_Exercise prompt_: Please list every person that the column on Biden's Weather Channel interview names as having interviewed Obama, Trump, or Biden.

-- start of Document extract --

The Morning Jolt

Politics & Policy

Joe Biden Fell Into the ‘Climate Emergency’ Trap of His Own Making

President Joe Biden speaks with Ed Keable, superintendent of Grand Canyon National Park, at Grand Canyon National Park in Ariz., August 8, 2023. (Jonathan Ernst/Reuters)

Noah Rothman here with you one last time before the Morning Jolt’s rightful regent, Jim Geraghty, returns from self-imposed exile next week.

On the menu today: It’s rare for seasoned politicians to be undone by an adversarial interview in a hostile venue. Their guard is up. Their lines are rehearsed. Their interlocutor is often too eager for the gotcha moment. A practiced interviewee can evade even the thorniest direct question. No, it’s the friendly interviews that convince politicians they can skip lackadaisically through political minefields. And every so often, a mine goes off.

Undone by the Weather Channel

Barack Obama was undone by the New Yorker. “The analogy we use around here sometimes, and I think is accurate, is if a J.V. team puts on Lakers uniforms, that doesn’t make them Kobe Bryant,” he told David Remnick in 2014 of the emergent terrorist outfit, ISIS. Obama spent the next several weeks cleaning those callous comments up and, ultimately, invalidating them when he was compelled to reintroduce U.S. troops to Iraq just seven months later. Donald Trump stumbles into a scandal almost anytime he sits down with a Fox News Channel host; from his comments likening Russia’s lawless conduct to America’s sins with Bill O’Reilly in 2017 to his callous remarks involving his insistence that one of his campaign surrogates should be put to death in a June sit-down with Bret Baier.


In much the same way as his predecessors, Joe Biden, too, has met his match: The Weather Channel.




On Wednesday, Biden sought to squeeze all the political capital he could out of the fact that it is August and, therefore, very hot. The White House shuttled the president off to Arizona where, flanked by the Grand Canyon, Biden touted his environmental record in what the administration surely thought would be a fluffy interview with Weather Channel meteorologist Stephanie Abrams. But in the conversation, Biden was peppered with so many softballs that he wilted like a dehydrated saguaro cactus.

“What is your administration doing to address environmental justice?” the president was asked. The premise alone — the idea that a global climatological catastrophe hits minorities and lower-income Americans hardest — signaled that this was a safe space for Democratic politicians. But Biden still whiffed on it. “Forty percent of all the funding that goes to those people,” Biden began, before trailing off into a prolonged digression about his childhood in Delaware, where he recalled having to degrease car windshields in the winter due to the ambient oil in the atmosphere. By the time he returned to the premise, he reiterated his intention to direct “40 percent” of something to “frontline communities.” Abrams paused for a full, excruciating second before moving on.

-- end of Document extract --
-- start of Data section --

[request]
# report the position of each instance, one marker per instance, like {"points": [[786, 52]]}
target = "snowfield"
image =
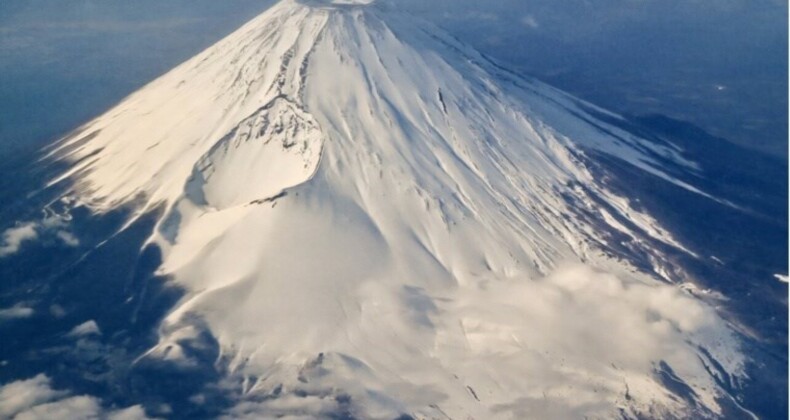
{"points": [[372, 218]]}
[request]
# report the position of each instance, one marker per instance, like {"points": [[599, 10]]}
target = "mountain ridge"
{"points": [[418, 186]]}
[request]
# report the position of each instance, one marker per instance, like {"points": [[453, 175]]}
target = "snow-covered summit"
{"points": [[361, 206]]}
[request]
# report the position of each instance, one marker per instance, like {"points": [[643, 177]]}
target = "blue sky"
{"points": [[721, 64]]}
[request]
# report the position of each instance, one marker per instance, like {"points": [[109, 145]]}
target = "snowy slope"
{"points": [[372, 218]]}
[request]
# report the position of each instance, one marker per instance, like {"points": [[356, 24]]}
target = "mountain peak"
{"points": [[329, 182]]}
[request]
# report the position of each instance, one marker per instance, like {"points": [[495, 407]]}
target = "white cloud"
{"points": [[84, 329], [16, 312], [35, 399], [14, 237]]}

-- end of Data section --

_Result of the exercise_:
David Remnick
Bill O'Reilly
Bret Baier
Stephanie Abrams